··· Document text ···

DSCP is backward compatible with IPV4 TOS, which allows operation

with any existing devices with layer 3 TOS enabled prioritization

scheme in use.

Traffic Re-Marking

Traffic entering the Switch may get downgraded or discarded depending

on the network policies and Service Level Agreements (SLA) pre-defined

by the network administrator. If for example a traffic packet enters the

Switch with a priority marking higher than the network SLA, the rules set

up by the network administrator can either be to Re-Mark the packet

with a different 802.1D priority or new DSCP value, or alternatively to

discard the traffic.

Traffic Prioritization

Your Switch supports Basic and Advanced Quality of Service (QoS) traffic

prioritization. Basic traffic prioritization classifies traffic based on layer 2

of the OSI 7 layer model, and the Switch will prioritize the received traffic

according to the priority information defined in the received packet.

Advanced traffic prioritization can classify traffic at layers 2, 3 and 4 of

the OSI 7 layer model, and treat traffic according to the rules set up by

the network administrator.

··· Excerpted records ···

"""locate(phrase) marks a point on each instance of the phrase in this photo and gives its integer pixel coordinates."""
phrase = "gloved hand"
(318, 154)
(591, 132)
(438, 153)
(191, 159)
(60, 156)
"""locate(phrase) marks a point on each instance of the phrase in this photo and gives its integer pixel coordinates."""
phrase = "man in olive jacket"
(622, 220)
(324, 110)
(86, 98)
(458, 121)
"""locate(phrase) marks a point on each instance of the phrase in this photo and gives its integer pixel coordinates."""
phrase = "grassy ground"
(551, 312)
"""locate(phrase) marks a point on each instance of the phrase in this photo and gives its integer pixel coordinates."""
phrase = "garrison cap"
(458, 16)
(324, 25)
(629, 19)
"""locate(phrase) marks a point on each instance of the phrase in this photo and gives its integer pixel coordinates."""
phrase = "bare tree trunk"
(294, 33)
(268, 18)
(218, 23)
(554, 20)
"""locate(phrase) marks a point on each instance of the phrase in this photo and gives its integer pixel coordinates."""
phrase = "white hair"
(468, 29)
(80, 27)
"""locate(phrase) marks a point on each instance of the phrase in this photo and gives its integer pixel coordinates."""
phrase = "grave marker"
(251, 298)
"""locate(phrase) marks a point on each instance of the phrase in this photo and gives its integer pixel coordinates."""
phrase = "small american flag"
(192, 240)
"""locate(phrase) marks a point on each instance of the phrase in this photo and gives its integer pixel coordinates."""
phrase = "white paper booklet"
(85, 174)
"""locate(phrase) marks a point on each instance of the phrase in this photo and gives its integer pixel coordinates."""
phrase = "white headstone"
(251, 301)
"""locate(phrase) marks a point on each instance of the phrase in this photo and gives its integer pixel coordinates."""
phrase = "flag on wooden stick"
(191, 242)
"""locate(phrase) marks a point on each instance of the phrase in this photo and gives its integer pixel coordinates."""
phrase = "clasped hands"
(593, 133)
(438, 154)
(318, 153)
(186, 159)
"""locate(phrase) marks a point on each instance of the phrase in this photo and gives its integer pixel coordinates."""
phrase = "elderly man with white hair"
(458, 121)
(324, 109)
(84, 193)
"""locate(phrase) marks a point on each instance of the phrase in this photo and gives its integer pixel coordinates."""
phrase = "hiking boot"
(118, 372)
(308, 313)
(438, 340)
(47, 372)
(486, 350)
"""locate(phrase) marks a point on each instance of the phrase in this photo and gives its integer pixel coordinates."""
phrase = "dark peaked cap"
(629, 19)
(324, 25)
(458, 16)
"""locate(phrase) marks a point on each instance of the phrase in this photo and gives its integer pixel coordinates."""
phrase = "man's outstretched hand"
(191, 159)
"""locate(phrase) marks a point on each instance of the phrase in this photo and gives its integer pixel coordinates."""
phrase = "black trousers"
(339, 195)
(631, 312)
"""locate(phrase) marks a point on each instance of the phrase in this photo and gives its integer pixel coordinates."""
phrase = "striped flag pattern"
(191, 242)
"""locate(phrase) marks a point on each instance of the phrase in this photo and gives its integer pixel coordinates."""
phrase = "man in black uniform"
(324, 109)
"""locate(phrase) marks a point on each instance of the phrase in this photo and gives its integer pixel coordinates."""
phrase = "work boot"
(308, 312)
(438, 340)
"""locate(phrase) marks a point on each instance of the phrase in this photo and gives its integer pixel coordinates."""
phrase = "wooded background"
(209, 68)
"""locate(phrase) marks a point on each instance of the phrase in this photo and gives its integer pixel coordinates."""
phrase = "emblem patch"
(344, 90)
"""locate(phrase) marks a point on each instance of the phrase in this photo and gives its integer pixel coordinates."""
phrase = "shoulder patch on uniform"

···

_Your tasks:_
1. In the switch QoS text, at which layers of the OSI 7 layer model can Advanced traffic prioritization classify traffic?
2. Return, word for word, the part of the switch QoS text that begins at the words "discard the traffic." and stops after "the received packet.".

_Outputs in order:_
1. Layers 2, 3 and 4.

2.
discard the traffic.

Traffic Prioritization

Your Switch supports Basic and Advanced Quality of Service (QoS) traffic

prioritization. Basic traffic prioritization classifies traffic based on layer 2

of the OSI 7 layer model, and the Switch will prioritize the received traffic

according to the priority information defined in the received packet.